Objective:
Repeat the following lines exactly and nothing else: the line containing "Q: For every instance of the yellow" and each line after it through the end of the listing.

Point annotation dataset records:
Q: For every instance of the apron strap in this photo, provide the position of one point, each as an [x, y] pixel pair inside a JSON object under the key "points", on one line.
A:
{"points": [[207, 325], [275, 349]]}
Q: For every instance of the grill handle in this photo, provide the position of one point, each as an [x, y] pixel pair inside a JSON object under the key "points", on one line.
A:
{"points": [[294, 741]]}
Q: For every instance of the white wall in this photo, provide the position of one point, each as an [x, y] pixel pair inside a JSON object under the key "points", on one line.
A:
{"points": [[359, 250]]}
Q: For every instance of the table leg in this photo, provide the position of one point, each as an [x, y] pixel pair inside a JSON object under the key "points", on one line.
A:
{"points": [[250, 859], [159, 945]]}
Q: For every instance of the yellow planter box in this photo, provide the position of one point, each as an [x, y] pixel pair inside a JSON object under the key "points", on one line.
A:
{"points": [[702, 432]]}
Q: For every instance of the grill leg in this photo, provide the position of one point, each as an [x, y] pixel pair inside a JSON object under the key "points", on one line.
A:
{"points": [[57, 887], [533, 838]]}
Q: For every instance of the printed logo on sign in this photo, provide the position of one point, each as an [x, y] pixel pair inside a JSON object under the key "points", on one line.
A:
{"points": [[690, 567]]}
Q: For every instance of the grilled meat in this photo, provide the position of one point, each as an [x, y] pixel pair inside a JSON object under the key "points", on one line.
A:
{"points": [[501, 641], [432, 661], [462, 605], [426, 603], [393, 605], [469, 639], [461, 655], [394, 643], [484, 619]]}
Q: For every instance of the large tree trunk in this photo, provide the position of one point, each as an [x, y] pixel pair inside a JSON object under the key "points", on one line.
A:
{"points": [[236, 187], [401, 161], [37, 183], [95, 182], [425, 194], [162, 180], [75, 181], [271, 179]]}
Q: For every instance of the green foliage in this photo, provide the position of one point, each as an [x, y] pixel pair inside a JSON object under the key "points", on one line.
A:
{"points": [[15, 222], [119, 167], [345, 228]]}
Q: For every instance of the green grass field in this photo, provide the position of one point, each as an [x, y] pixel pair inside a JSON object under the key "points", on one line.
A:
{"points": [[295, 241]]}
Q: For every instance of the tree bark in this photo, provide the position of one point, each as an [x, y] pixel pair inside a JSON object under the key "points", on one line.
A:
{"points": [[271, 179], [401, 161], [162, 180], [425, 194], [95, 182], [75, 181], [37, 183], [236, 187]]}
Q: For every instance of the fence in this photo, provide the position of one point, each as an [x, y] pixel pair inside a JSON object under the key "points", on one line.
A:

Result of the task:
Q: For every instance of the yellow planter box in this photo, provide the position of one point, each as an [x, y] pixel pair inside a JSON object under the key "points", on one line.
A:
{"points": [[702, 432]]}
Q: For every instance of the grill leg in this photo, provide the position of one point, each as an [x, y] pixel pair inside a JSON object under the key "points", on one line.
A:
{"points": [[57, 887], [533, 838]]}
Q: For every instance of the printed logo on sign in this photo, provide the position of one point, each as an [x, y] pixel pair inside a JSON object under the key "points", on one line.
A:
{"points": [[690, 567]]}
Q: For every instance of the grilled meat in this photo, provide the position of one point, each as an [x, y] pixel pair inside a JSON object under the key "points", on one line.
A:
{"points": [[501, 641], [432, 661], [462, 605], [426, 603], [393, 605], [469, 639], [461, 655], [394, 643], [484, 619]]}
Q: For every instance of the large tree trunk in this photo, provide the position of one point, each as an [x, y] pixel pair inside a JSON object under the key "points", on one line.
A:
{"points": [[236, 187], [401, 161], [37, 183], [95, 182], [425, 194], [162, 180], [75, 181], [271, 179]]}
Q: For every instance of the green foliage in this photo, provide the position of one point, each as an [x, y] pixel pair inside a JSON object under the key "points", on one line.
A:
{"points": [[15, 222], [119, 167], [345, 228]]}
Q: For every instance of the green grass field in this photo, provide the position of one point, each as an [x, y] pixel pair inside a JSON object under the key "points", on one line.
A:
{"points": [[295, 241]]}
Q: For every instance of the tree bark in this photo, provide the position of one point, each as an [x, y] pixel pair inside a JSON object under the key "points", on one line.
A:
{"points": [[271, 179], [401, 161], [162, 180], [425, 194], [95, 182], [75, 181], [37, 183], [236, 187]]}
Q: For every instance of the fence in this photo, provide the position of one point, each as an [x, y] pixel pair inside a JSON object under the key "points", on one line.
A:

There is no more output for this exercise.